● Written instruction: Quote the items word for word, starting at the line containing "Target: concrete slab" and continuing through the last line of the items.
--- start of Input data ---
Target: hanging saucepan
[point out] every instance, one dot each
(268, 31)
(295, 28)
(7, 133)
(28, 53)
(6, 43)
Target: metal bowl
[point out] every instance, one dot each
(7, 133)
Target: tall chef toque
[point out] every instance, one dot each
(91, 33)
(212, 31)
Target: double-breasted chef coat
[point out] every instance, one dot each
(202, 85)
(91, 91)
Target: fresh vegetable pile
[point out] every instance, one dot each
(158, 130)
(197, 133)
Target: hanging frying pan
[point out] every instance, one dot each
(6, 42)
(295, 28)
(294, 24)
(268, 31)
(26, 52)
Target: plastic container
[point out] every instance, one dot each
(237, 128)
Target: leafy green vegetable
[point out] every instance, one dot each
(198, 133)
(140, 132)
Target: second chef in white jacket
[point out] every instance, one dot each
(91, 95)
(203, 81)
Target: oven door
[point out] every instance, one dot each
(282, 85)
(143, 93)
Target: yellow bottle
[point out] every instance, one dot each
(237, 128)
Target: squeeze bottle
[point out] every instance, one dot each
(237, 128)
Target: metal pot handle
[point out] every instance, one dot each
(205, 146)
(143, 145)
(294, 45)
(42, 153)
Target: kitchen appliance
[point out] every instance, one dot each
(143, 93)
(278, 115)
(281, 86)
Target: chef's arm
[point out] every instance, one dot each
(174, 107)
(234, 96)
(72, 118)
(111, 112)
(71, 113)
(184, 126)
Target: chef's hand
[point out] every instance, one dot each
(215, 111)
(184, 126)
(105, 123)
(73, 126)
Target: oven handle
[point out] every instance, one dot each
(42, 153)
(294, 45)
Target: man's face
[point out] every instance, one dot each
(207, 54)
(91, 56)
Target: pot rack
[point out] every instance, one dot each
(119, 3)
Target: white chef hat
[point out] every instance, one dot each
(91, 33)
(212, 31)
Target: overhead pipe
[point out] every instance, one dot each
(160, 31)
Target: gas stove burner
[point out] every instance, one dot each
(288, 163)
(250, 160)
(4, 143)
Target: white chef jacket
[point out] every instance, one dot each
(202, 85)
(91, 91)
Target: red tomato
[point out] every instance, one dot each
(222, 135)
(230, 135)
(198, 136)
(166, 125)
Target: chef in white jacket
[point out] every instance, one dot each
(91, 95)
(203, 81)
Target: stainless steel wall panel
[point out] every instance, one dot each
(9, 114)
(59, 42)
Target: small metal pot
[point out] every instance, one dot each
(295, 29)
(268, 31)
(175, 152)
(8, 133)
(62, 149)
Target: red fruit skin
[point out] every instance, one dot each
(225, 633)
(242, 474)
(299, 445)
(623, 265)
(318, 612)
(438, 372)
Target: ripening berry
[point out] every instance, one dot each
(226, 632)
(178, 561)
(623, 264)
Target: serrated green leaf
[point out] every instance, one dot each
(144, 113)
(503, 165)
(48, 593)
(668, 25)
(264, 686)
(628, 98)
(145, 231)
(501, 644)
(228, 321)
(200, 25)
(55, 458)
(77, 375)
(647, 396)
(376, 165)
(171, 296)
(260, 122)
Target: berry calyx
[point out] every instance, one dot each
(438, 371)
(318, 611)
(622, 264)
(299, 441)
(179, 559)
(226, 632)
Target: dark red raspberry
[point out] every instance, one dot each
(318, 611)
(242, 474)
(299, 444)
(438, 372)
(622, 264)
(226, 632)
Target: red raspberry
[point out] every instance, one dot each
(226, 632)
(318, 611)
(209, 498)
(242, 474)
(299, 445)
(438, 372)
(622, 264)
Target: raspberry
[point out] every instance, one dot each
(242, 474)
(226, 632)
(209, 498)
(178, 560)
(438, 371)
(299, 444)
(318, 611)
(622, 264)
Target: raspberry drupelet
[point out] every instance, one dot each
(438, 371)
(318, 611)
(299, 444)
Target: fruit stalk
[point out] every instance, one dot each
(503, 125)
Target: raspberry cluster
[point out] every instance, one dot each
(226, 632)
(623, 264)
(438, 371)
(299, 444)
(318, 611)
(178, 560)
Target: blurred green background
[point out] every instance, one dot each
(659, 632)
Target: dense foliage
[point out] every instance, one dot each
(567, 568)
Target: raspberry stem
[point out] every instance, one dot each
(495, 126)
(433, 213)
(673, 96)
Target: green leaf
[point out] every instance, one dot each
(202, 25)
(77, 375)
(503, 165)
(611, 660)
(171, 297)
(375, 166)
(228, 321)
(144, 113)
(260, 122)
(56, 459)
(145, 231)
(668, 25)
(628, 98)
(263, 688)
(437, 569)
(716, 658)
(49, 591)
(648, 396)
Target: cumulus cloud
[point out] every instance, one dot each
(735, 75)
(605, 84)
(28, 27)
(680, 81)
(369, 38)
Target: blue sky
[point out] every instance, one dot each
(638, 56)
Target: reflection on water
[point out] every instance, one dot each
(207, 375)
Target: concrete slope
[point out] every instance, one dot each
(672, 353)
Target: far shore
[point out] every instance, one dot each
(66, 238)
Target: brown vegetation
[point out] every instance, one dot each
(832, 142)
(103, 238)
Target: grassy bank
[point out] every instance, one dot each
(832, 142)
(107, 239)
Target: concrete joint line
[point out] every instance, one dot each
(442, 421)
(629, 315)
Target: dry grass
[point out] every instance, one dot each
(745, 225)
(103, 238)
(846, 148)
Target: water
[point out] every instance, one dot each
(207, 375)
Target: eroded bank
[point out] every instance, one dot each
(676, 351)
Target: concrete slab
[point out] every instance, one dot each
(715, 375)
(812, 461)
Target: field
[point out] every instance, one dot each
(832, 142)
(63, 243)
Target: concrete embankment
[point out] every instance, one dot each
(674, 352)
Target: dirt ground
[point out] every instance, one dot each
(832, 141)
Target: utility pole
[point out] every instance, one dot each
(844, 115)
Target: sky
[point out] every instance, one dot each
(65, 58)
--- end of Input data ---
● Written answer:
Target: concrete slab
[point out] every instance, one dot each
(715, 375)
(812, 461)
Target: field
[point out] every instance, one dot each
(832, 142)
(63, 243)
Target: concrete embankment
[point out] every instance, one dot each
(674, 352)
Target: dirt ground
[point out] every instance, one dot each
(832, 141)
Target: utility pole
[point out] every instance, one dot each
(844, 115)
Target: sky
[point out] every instance, one dot each
(65, 58)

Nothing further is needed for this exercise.